### YOUR OBJECTIVE
Which lines in the records below mention the word "clear"? Copy each one out.

=== DATA PROVIDED ===

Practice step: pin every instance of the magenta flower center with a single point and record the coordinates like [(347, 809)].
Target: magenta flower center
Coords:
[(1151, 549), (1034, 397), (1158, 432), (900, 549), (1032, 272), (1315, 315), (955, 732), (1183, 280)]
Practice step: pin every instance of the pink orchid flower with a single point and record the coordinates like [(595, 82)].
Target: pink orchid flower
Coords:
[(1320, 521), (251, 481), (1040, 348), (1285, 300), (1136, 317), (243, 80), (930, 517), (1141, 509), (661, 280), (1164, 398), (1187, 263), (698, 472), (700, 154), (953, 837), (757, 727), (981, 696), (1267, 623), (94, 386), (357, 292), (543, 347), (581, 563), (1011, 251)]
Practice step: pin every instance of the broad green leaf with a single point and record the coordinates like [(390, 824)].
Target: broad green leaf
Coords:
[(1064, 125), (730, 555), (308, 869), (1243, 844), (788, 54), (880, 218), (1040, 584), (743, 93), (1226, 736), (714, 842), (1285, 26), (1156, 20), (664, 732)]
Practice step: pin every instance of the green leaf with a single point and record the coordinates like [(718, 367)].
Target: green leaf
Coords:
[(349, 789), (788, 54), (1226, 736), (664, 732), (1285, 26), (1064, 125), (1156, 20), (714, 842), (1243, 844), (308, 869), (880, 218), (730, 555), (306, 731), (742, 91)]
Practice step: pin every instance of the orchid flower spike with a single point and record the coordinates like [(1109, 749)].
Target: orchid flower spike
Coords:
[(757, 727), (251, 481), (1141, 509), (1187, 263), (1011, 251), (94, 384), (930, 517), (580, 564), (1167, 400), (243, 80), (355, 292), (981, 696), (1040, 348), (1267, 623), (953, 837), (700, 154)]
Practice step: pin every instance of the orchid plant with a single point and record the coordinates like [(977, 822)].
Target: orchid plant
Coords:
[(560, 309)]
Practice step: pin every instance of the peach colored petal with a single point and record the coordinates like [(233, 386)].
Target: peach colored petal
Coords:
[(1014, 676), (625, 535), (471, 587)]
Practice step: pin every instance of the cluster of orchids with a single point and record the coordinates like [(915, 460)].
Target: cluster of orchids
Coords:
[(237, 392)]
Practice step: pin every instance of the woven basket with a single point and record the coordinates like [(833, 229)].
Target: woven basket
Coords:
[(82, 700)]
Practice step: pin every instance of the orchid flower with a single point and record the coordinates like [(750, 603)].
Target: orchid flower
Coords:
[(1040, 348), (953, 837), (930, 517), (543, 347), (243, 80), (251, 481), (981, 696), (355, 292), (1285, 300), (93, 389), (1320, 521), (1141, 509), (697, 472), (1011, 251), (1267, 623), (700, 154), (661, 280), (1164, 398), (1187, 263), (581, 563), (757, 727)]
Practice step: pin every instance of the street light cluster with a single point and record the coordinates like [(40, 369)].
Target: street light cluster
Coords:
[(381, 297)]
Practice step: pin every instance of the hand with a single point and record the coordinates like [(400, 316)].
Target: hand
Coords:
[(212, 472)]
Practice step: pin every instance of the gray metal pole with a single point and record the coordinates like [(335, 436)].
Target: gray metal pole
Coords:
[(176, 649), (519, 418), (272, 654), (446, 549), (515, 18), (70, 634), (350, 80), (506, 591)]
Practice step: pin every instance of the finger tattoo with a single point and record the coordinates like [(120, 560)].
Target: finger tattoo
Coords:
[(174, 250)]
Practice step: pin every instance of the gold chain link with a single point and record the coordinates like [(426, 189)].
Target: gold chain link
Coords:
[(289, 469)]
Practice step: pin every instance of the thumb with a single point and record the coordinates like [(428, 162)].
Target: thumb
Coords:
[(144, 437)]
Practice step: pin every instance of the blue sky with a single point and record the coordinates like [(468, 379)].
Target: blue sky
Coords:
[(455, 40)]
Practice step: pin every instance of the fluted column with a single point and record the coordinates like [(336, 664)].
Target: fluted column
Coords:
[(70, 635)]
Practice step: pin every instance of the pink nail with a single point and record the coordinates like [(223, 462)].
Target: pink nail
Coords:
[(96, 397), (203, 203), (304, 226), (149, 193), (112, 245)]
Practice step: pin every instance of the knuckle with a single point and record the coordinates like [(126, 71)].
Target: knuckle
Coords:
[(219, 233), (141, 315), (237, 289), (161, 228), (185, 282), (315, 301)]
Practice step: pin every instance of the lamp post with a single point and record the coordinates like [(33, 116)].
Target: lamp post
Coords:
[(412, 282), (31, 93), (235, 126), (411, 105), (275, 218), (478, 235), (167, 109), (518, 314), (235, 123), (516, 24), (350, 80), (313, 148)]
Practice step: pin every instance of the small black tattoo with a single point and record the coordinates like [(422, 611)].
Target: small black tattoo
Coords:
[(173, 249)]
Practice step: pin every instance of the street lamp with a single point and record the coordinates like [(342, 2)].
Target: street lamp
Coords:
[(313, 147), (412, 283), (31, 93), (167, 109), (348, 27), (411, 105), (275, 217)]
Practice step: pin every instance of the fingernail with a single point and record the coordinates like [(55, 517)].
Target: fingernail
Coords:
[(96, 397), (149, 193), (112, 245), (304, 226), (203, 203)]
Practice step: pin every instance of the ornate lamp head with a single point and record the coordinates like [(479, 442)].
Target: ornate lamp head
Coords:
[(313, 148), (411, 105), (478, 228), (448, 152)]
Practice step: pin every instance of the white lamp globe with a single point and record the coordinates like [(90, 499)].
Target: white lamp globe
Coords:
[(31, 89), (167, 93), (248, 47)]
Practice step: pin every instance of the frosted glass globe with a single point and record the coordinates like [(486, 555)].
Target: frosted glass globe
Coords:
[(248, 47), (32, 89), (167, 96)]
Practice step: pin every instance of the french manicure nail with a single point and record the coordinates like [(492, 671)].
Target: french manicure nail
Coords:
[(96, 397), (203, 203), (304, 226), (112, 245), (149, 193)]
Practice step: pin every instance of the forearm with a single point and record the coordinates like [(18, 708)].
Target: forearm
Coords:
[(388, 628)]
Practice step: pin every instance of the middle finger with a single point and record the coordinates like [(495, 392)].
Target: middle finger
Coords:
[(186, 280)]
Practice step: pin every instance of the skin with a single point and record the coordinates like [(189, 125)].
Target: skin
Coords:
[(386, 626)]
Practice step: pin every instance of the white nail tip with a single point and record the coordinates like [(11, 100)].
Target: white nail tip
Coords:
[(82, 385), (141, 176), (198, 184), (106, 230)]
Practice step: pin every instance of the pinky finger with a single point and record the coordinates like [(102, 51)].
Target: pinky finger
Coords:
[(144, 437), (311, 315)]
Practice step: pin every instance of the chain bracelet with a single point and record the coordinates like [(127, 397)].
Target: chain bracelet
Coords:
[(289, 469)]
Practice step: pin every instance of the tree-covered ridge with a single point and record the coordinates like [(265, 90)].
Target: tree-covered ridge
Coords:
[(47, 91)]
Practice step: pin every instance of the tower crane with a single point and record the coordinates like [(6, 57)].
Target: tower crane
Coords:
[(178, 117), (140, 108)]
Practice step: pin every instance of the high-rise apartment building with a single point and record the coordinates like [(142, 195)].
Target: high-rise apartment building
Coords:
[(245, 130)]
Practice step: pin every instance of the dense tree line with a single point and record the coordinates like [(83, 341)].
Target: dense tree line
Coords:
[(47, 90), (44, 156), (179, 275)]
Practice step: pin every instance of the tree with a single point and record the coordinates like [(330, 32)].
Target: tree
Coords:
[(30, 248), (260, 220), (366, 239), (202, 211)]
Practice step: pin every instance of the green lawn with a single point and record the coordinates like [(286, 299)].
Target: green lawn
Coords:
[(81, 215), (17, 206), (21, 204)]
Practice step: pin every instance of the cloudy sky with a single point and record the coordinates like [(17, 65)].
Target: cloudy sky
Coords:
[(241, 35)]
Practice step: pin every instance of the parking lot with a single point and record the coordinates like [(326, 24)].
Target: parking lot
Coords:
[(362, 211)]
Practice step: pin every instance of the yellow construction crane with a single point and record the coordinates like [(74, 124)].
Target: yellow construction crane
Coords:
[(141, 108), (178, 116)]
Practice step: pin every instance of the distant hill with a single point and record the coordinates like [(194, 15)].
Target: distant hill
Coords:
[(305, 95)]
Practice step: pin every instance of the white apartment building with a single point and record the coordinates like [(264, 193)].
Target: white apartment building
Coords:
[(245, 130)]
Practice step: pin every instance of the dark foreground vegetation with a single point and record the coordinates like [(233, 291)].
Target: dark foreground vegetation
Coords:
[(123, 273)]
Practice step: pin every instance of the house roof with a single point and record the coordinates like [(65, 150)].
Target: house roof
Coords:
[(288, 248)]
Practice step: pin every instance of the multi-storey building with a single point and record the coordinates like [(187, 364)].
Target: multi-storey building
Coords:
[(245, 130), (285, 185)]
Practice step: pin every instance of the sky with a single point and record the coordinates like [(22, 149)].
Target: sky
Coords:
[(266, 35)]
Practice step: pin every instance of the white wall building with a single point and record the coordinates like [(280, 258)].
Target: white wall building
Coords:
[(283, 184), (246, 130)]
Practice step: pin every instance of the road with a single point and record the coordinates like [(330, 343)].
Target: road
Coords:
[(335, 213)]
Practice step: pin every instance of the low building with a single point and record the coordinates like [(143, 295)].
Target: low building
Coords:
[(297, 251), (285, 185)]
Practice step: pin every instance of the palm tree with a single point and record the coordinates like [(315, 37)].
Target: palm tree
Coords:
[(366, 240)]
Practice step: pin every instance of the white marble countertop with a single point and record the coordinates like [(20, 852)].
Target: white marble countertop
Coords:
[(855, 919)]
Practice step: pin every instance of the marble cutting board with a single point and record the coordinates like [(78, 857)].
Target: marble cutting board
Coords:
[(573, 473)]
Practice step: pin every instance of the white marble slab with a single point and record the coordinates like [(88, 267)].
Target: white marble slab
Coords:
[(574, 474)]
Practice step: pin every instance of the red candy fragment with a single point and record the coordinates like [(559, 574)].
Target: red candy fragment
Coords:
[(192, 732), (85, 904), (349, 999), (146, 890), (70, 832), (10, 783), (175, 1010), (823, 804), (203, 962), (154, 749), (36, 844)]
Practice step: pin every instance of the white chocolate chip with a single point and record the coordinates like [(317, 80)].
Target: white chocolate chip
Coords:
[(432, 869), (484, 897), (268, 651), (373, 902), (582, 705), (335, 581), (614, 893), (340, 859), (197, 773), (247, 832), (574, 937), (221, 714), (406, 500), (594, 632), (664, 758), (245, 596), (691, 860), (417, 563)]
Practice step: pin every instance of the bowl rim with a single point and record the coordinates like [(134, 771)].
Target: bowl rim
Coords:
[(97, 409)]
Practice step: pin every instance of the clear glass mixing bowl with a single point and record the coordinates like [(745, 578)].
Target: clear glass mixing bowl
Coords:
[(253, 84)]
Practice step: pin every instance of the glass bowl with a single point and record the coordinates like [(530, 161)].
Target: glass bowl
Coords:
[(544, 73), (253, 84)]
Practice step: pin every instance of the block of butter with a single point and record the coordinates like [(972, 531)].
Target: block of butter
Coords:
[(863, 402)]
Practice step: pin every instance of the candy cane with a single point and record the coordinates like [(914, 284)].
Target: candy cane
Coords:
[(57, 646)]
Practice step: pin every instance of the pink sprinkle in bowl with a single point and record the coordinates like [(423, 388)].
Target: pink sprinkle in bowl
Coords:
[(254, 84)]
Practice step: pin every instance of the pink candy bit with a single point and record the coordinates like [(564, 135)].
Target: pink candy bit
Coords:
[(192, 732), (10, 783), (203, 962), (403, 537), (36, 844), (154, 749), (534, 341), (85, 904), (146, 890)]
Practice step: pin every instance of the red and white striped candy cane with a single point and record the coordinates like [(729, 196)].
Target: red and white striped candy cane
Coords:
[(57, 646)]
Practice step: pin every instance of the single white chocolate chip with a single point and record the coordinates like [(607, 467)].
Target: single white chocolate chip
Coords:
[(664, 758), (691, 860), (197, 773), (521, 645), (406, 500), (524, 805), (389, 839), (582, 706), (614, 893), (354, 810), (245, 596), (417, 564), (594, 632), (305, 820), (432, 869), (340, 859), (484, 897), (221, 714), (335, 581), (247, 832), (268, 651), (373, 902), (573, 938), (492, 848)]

===

### TASK OUTPUT
Practice step: pin every instance of the clear glass mixing bowl with a single point and record the coordinates like [(745, 578)].
Target: clear glass mixing bowl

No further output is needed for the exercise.